SUPPLIED PASSAGE:
· · · · ·

PANDEMONIUM - DOCUMENT



   Britannica.com

   Marx in the Mirror of Globalization

   Sept. 5, 2000
   by Peter Hudis, special to Britannica.com

   One interesting—some would say surprising—aspect of the ongoing
   discussions and debates about globalization is the renewed interest
   being shown in the ideas of Karl Marx, which only recently seemed
   to have been consigned to the dustbin of history. In the journalistic
   and academic worlds alike, a number of reappraisals of Marx's work
   are appearing that identify the 19th-century thinker as "the prophet of
   globalization" because of his focus on capital's inherent drive for
   self-expansion and technological innovation on the one hand and its
   tendency to exacerbate social inequality and instability on the other.
   Even some of globalization's most fervent supporters note the
   importance of Marx's work for anticipating the imbalances and
   disturbances associated with the unfettered expansion of global
   capital. As John Micklethwait and Adrian Wooldridge, writers for the
   passionately pro-capitalist magazine The Economist, put it in their
   new book A Future Perfect: The Challenge and Hidden Promise of
   Globalization, "As a prophet of socialism, Marx may be kaput; but
   as a prophet of 'the universal interdependence of nations,' as he
   called globalization, he can still seem startlingly relevant...his
   description of globalization remains as sharp today as it was 150
   years ago."

· · · · ·

DATA SHOWN:

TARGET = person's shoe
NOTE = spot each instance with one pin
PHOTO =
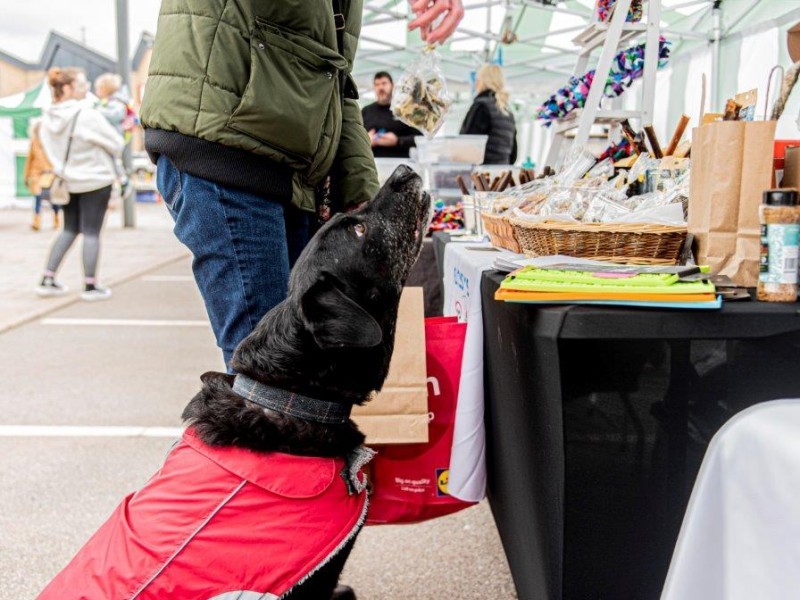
(343, 592)
(49, 287)
(93, 293)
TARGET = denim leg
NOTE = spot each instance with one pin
(239, 244)
(298, 228)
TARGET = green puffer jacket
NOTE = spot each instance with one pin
(264, 77)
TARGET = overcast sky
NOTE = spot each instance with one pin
(25, 24)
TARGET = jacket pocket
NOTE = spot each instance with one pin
(290, 91)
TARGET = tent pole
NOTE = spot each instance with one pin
(124, 68)
(716, 37)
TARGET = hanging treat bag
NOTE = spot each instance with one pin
(420, 98)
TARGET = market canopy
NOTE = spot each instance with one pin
(542, 53)
(16, 112)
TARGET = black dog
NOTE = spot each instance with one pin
(310, 359)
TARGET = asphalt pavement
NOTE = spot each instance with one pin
(91, 402)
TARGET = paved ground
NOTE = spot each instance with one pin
(60, 371)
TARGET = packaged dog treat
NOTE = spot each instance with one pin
(420, 97)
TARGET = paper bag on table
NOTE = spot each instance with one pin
(731, 167)
(398, 414)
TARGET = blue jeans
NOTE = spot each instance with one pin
(37, 205)
(243, 247)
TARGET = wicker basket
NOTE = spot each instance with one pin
(501, 232)
(635, 243)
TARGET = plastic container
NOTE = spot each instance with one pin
(780, 234)
(469, 149)
(442, 176)
(386, 167)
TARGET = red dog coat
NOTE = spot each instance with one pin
(214, 521)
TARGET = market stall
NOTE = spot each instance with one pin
(621, 306)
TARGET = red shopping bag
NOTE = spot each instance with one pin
(409, 481)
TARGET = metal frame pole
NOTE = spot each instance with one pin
(124, 68)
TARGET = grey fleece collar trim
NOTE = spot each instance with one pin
(289, 403)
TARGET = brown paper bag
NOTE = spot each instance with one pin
(398, 414)
(731, 167)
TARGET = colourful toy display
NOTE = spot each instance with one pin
(604, 8)
(447, 217)
(627, 67)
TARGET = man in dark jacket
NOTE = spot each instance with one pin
(390, 137)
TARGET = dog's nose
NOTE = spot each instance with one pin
(402, 174)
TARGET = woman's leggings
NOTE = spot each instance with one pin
(37, 205)
(84, 214)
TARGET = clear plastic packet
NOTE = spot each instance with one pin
(603, 169)
(420, 97)
(604, 210)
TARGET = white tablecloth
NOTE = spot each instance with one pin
(463, 264)
(740, 538)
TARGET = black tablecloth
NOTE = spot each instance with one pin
(596, 421)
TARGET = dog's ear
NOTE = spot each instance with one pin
(334, 319)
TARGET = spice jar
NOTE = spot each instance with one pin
(780, 232)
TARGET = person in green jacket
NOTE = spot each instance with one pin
(249, 106)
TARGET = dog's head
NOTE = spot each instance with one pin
(332, 338)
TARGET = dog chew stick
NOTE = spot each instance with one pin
(507, 181)
(653, 139)
(461, 185)
(676, 137)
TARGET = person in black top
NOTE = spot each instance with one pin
(390, 137)
(490, 115)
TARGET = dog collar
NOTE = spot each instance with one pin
(290, 403)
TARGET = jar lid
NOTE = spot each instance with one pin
(781, 197)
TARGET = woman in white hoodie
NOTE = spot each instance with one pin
(87, 165)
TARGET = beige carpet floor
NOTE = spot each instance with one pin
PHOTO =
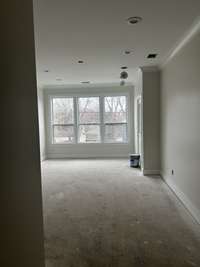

· · · · ·

TO-DO LIST:
• a. Reproduce word for word the part of the Marx and globalization article starting with "Sept. 5, 2000" and going on through "on the other.".
• b. Continue the article on Marx and globalization after its last sentence.

ANSWERS GIVEN:
• a.
Sept. 5, 2000
   by Peter Hudis, special to Britannica.com

   One interesting—some would say surprising—aspect of the ongoing
   discussions and debates about globalization is the renewed interest
   being shown in the ideas of Karl Marx, which only recently seemed
   to have been consigned to the dustbin of history. In the journalistic
   and academic worlds alike, a number of reappraisals of Marx's work
   are appearing that identify the 19th-century thinker as "the prophet of
   globalization" because of his focus on capital's inherent drive for
   self-expansion and technological innovation on the one hand and its
   tendency to exacerbate social inequality and instability on the other.

• b.
   Some may find such talk of Marx a bit odd, given the abject failure
   of the communist regimes that claimed to rule in his name. Yet as
   Marx scholars have long pointed out, the communist regimes had
   little in common with Marx's actual ideas. Marx opposed centralized
   state control of the economy (he called those who advocated it
   "crude and unthinking communists"); he passionately defended
   freedom of the press (he made his debut as a radical journalist
   espousing it); and he ridiculed the notion that a small "vanguard" of
   revolutionaries could successfully restructure society without the
   democratic consent of its citizens. If anything, the collapse of
   communism seems to have spurred new interest in Marx, since it
   makes his predictions concerning the global reach of capitalism seem
   even more timely.

   Micklethwait and Wooldridge contend that "one of the things that
   Marx would recognize immediately about this particular global era is
   a paradox that he spotted in the last one: The more successful
   globalization becomes, the more it seems to whip up its own
   backlash.... The undoing of globalization, in Marx's view, would
   come not just from losers resenting the success of the winners but
   also from the winners themselves losing their appetite for the battle."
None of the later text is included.